Al Mooney designed the landing gear shock system on his airplanes differently than did Clyde Cessna, Walter Beach, Pug Piper or Lloyd Steerman. Al wanted something simple yet strong and relatively maintenance free; thus the multi-rubber disc articulating landing gear became part of the Mooney heritage with the certification of the Mooney Mite in 1948. This concept has been used in all subsequent production models.

According to Mooney historian and all-around good guy, Bill Wheat, Al Mooney discovered that Mac Truck engine mounts worked perfectly for the rubber discs on the Mooney Mite. When the M20 series was developed these discs where too small and a special disc had to be made. This landing gear shock absorption systems has evolved over the years as Mooney aircraft have become heavier, but its still basically the same system Al Mooney came up with over sixty years ago.

• What to do:
• 1. List every person named in the Mooney landing gear passage.
• 2. In the Mooney landing gear passage, in what year was the Mooney Mite certified?
• 3. Pick up the Mooney landing gear passage from its final sentence and carry it forward.
The entries after this point have nothing to do with the Mooney landing gear passage.

• Recorded information:
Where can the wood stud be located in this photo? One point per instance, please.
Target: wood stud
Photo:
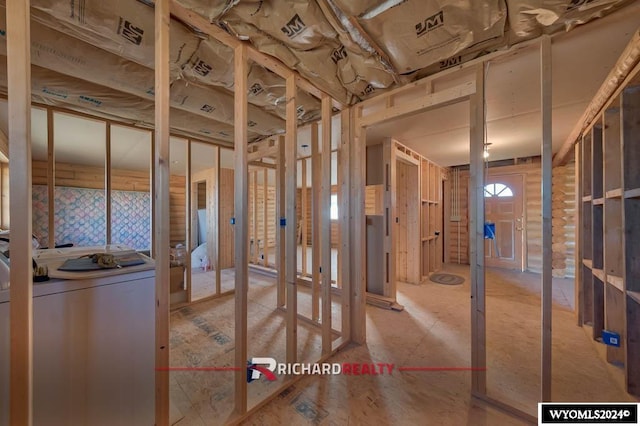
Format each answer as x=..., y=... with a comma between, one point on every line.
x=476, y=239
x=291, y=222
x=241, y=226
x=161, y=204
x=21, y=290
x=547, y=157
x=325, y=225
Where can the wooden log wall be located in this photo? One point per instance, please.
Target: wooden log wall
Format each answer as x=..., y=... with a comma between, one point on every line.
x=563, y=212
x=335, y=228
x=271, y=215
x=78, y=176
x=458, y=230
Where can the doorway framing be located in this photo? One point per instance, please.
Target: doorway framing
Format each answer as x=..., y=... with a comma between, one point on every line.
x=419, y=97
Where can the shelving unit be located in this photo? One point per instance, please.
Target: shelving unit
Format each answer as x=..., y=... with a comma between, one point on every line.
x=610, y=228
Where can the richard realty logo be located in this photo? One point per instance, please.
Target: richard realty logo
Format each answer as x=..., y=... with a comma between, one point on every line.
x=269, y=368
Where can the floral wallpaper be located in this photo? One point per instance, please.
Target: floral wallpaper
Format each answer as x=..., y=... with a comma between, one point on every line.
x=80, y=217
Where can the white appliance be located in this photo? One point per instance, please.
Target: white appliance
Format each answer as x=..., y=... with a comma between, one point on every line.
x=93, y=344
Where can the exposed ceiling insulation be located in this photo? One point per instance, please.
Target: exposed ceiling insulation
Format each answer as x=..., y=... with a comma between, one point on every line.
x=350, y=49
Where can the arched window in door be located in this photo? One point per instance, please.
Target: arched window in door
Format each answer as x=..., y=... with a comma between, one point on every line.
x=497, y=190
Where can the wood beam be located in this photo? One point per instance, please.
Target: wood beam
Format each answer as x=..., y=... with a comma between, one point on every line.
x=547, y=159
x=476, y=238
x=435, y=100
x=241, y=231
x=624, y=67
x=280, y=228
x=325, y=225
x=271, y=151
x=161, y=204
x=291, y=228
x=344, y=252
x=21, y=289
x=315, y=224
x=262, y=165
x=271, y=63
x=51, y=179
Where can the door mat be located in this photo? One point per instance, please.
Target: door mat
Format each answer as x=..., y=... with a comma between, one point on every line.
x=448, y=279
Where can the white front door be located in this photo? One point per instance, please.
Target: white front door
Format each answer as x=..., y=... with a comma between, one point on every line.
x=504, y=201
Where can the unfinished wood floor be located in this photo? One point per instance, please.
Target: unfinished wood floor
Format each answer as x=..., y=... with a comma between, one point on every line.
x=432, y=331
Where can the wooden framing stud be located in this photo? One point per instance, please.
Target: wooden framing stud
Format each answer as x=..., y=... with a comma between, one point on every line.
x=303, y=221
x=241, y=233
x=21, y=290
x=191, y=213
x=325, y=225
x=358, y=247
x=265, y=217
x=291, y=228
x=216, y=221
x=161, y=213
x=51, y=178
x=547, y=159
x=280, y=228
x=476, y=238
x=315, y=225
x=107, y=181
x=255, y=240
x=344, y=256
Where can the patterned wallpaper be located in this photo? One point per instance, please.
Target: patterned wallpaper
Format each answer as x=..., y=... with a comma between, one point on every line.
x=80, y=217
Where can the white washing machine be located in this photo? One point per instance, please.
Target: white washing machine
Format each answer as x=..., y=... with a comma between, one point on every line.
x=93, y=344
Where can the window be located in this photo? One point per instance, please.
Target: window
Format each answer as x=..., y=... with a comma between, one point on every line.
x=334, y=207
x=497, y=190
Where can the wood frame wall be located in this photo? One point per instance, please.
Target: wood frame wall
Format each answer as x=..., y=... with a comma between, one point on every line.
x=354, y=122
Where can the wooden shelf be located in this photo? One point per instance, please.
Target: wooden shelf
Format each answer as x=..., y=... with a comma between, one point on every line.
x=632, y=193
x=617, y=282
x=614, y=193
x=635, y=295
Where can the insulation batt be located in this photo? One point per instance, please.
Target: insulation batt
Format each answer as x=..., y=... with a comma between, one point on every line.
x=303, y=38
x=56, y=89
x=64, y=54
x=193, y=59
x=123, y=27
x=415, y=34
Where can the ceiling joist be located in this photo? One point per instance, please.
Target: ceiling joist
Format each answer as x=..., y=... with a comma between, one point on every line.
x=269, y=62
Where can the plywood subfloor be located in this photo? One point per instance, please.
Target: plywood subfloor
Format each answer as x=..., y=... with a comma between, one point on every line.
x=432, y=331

---

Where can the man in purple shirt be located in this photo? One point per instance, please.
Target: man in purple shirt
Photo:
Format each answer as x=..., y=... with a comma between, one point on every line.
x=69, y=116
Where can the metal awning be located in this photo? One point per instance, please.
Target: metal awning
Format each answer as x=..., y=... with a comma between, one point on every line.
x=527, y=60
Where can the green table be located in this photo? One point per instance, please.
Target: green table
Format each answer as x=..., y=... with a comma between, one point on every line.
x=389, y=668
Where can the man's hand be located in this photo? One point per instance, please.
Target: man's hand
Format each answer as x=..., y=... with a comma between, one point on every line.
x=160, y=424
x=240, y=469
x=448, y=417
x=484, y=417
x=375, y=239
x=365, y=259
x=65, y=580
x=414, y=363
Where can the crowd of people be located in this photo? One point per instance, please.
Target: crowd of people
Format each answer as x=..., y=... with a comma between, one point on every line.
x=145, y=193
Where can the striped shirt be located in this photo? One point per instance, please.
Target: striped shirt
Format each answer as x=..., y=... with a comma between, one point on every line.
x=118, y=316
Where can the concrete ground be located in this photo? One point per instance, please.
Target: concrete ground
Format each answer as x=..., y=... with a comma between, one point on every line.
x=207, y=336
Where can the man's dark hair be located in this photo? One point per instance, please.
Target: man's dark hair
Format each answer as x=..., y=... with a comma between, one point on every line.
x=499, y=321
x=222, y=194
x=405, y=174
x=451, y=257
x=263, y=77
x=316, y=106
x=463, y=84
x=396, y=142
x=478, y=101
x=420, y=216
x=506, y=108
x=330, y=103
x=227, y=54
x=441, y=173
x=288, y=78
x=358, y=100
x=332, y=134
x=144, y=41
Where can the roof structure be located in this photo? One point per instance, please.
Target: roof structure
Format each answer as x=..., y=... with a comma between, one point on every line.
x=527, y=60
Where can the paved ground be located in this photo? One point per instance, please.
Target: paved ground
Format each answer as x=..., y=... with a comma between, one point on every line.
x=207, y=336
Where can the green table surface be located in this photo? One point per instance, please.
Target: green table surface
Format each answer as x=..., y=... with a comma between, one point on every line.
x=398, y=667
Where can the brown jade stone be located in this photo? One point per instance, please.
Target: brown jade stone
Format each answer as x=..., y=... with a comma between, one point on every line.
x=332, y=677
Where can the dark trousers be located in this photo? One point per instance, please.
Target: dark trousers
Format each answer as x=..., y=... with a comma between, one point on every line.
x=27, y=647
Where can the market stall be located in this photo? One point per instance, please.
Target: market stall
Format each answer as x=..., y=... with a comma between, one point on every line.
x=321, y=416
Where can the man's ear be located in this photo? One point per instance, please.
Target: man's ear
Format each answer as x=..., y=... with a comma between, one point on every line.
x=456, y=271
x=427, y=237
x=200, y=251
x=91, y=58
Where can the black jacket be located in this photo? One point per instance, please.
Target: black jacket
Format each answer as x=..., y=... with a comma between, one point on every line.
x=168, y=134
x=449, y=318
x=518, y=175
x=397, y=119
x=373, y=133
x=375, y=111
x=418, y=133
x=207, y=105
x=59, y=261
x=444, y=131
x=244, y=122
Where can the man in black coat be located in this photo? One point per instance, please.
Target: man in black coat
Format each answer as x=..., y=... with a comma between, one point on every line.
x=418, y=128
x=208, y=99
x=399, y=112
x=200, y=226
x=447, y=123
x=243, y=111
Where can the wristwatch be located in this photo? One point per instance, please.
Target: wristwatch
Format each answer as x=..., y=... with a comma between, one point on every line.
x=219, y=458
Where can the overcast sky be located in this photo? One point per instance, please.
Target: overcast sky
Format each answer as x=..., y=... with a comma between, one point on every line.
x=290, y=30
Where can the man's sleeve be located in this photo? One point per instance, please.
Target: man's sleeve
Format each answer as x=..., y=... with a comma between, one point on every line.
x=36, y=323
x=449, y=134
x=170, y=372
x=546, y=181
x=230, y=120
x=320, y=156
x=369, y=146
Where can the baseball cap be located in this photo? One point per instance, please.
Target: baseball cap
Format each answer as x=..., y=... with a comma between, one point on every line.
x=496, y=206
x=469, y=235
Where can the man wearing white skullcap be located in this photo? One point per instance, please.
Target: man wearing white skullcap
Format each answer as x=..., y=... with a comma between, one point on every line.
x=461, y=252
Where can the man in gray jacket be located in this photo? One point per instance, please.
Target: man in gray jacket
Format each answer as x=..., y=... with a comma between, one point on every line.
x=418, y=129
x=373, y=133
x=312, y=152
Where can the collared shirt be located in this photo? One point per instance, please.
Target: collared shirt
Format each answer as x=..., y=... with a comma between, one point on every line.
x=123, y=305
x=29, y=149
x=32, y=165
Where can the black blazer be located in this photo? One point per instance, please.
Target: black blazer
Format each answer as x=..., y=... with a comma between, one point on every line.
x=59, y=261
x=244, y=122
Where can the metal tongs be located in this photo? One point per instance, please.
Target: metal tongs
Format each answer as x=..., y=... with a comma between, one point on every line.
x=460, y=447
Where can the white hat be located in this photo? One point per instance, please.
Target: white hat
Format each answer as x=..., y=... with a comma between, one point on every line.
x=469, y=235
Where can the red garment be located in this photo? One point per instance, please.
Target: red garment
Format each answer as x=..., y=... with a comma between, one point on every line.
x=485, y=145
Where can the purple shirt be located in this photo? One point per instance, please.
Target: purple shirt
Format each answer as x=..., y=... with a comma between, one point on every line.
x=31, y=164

• Answers given:
• 1. Al Mooney, Clyde Cessna, Walter Beach, Pug Piper, Lloyd Steerman, Bill Wheat

• 2. 1948

• 3.
The active shock absorbing components of this system are the tires and the rubber shock discs. For the tires, two factors apply: correct air pressure and the proper number of plies. As Mooneys have gotten heavier with the adoption of turbo-charged engines and/or longer fuselages with more fuel capacity, tire pressures have increased and proper inflation has become more critical. Too low tire pressure can result in a flat tire during a sharp turn; the tire may roll sideways on the wheel, pinching the tube and flattening the tire. Too high tire pressure will not absorb enough energy thus transmitting the loads onto the rest of the system. The shock discs can’t absorb it all so the wing spar (meaning your fuel tanks) absorbs the energy.

The first maintenance procedure may seem simple and obvious, but it is critical; maintain proper air pressure in all three tires. Mooney aircraft have different air pressure for the nose and the main tires along with differences in pressure between most models. Use the tire pressure based on your model's Pilot's Operating Handbook requirement. Don’t use another Mooney model's tire pressure.

Airplane tires and tubes are developed and built to meet a military specification. The tubes, until recently, were made of natural rubber which tends to seep air under certain climate conditions. This is why, on many aircraft, tires will have to be frequently serviced with air. Within the last ten years, tubes of synthetic rubber have become available which are and less susceptible to air seepage. Needing less servicing, these synthetic rubber tubes are a worthy investment when changing a tire.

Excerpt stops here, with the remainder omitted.